--- WRITTEN PROBLEM ---
Find every line in the material below that contains the string "cabinet", and copy each of those lines. Match case exactly.

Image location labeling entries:
--*--

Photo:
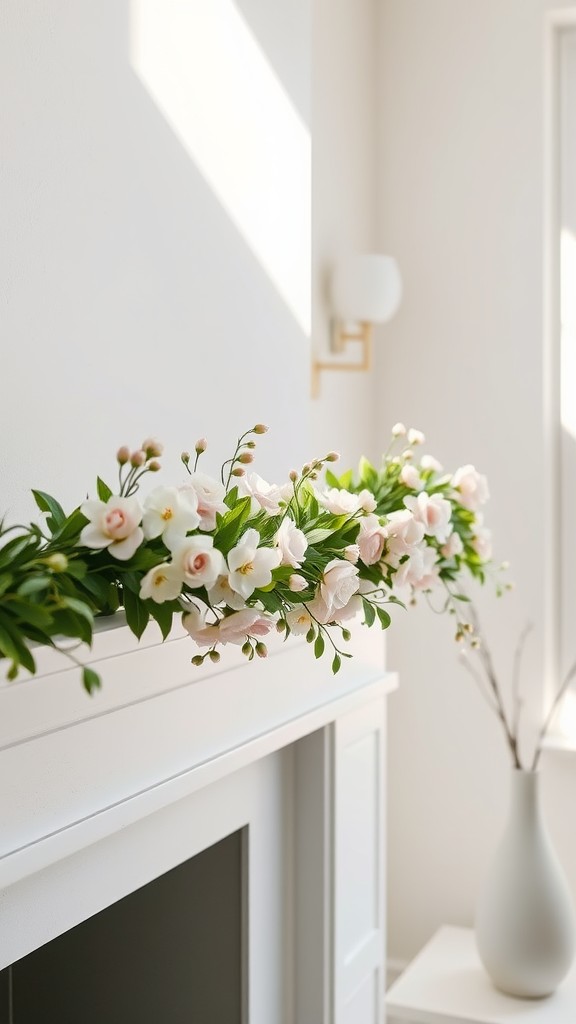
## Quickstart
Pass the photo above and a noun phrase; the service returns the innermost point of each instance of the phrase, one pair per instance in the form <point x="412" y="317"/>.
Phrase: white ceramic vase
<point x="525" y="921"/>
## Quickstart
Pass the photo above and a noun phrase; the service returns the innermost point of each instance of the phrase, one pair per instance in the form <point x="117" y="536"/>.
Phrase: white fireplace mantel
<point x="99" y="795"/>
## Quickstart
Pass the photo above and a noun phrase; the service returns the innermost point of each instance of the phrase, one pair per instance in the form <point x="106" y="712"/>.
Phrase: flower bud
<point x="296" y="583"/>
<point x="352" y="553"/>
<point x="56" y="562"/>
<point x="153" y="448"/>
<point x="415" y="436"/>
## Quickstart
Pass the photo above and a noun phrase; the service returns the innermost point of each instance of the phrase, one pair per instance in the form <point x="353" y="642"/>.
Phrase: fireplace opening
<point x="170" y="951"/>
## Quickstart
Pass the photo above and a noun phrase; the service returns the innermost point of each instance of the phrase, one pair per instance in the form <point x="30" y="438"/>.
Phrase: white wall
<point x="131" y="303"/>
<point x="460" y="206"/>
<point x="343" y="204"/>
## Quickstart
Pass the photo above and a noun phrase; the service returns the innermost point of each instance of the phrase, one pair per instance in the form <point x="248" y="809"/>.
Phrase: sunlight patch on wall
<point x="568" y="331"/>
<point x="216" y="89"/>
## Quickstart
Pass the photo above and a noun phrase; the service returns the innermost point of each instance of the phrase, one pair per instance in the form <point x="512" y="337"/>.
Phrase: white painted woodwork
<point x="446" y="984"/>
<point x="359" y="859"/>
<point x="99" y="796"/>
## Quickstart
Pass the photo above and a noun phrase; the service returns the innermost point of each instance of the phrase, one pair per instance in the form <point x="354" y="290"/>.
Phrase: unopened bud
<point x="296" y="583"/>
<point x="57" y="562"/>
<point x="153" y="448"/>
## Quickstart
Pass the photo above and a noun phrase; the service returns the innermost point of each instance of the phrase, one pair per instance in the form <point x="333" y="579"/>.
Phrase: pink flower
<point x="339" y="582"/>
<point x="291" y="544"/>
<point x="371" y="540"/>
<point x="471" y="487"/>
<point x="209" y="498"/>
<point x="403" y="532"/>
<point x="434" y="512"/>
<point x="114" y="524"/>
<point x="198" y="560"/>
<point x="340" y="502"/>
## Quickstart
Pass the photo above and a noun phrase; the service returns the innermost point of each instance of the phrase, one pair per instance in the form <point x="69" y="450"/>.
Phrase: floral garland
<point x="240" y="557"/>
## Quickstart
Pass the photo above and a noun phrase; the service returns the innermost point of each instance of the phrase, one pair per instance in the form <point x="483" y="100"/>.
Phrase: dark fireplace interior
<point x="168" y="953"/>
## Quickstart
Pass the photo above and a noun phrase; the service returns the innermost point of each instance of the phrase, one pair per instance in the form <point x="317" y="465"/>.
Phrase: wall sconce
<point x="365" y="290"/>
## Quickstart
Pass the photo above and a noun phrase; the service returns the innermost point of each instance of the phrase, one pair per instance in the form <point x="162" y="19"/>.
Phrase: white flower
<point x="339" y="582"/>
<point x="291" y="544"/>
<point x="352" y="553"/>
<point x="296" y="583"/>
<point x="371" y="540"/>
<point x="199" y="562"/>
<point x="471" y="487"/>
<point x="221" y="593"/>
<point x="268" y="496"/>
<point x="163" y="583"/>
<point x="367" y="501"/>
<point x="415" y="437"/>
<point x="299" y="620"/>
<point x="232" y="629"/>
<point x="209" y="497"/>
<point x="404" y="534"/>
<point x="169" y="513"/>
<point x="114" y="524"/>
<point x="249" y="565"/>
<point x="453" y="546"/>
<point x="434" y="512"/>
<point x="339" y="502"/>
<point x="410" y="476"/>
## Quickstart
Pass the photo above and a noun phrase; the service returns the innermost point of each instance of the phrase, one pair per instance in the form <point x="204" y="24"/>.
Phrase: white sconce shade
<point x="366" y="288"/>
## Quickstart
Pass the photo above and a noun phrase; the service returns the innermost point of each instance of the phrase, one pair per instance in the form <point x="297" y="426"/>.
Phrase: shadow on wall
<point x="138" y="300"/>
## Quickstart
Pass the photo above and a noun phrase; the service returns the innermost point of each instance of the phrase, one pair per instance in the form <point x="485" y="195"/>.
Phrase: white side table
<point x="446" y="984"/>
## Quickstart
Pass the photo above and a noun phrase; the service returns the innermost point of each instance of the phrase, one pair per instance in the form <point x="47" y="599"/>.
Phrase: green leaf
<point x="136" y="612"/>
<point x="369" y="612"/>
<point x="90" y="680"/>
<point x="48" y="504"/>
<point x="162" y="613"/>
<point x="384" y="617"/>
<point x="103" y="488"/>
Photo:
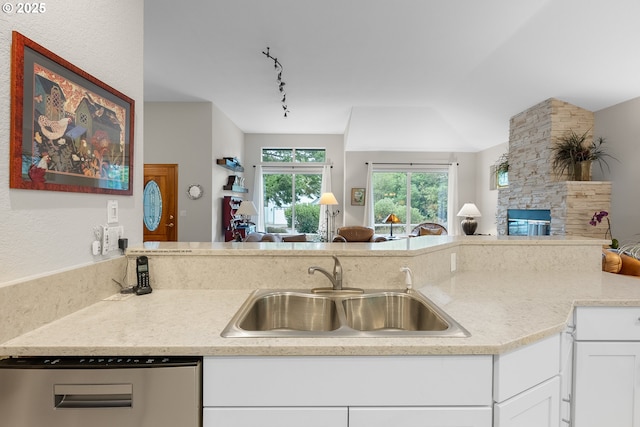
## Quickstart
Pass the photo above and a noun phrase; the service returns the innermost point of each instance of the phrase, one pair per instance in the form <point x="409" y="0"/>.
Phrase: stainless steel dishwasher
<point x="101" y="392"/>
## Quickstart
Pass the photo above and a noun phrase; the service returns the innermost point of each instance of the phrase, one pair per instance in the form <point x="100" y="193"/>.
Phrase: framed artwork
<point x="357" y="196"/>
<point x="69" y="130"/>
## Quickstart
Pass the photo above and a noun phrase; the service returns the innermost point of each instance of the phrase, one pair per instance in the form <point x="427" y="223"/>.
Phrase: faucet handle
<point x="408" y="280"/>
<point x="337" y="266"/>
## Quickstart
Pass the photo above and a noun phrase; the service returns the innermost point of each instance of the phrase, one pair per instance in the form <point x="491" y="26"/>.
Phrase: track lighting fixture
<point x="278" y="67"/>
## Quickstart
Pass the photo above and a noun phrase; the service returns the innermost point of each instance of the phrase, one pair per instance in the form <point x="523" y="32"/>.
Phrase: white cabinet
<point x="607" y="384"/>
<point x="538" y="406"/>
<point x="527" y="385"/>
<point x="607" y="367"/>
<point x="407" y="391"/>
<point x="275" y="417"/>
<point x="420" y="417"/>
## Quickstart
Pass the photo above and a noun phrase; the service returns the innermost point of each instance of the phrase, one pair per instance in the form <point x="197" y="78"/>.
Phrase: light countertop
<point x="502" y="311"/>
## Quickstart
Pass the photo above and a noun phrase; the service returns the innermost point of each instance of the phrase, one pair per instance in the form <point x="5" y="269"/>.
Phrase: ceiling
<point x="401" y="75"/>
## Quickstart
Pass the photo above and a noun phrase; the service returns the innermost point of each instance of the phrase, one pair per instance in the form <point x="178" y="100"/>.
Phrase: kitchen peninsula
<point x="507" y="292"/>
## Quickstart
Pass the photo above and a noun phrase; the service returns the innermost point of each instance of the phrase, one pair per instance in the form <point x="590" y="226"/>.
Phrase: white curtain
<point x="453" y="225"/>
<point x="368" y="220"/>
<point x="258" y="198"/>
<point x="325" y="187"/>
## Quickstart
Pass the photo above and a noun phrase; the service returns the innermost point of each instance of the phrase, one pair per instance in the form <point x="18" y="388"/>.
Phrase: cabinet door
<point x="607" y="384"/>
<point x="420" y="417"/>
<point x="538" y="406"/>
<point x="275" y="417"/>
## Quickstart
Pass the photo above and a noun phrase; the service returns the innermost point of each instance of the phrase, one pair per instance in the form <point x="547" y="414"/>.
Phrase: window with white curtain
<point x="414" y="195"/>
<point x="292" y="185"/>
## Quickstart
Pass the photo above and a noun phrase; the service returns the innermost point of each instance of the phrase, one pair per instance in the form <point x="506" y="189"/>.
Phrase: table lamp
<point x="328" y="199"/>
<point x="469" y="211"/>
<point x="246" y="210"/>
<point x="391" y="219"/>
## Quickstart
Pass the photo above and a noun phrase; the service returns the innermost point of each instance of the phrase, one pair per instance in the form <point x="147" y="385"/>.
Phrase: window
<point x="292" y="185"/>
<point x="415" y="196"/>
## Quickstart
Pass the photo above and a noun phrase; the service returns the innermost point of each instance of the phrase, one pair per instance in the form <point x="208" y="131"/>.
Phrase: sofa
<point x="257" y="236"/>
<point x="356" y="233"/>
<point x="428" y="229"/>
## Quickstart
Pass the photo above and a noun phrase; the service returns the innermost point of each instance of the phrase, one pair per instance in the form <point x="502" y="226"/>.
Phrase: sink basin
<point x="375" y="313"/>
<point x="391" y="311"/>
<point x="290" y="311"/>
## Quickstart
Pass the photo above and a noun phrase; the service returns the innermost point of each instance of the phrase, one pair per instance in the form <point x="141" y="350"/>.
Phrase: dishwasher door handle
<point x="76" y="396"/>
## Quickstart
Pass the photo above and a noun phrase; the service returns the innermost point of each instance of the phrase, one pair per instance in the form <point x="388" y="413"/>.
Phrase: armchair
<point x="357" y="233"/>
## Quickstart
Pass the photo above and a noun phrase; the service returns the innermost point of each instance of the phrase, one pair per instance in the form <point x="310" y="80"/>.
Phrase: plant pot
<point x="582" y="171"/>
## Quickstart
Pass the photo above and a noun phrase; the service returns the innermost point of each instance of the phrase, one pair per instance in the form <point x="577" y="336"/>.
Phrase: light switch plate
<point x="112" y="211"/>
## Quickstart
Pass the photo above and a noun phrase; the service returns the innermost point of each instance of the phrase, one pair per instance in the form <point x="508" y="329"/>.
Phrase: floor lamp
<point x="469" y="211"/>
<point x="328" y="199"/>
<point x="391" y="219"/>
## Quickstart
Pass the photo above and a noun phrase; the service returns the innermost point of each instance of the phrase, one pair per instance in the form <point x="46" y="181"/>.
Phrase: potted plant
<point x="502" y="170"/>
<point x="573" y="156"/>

--*--

--- TASK SOLUTION ---
Phrase: white cabinet
Phrase: cabinet door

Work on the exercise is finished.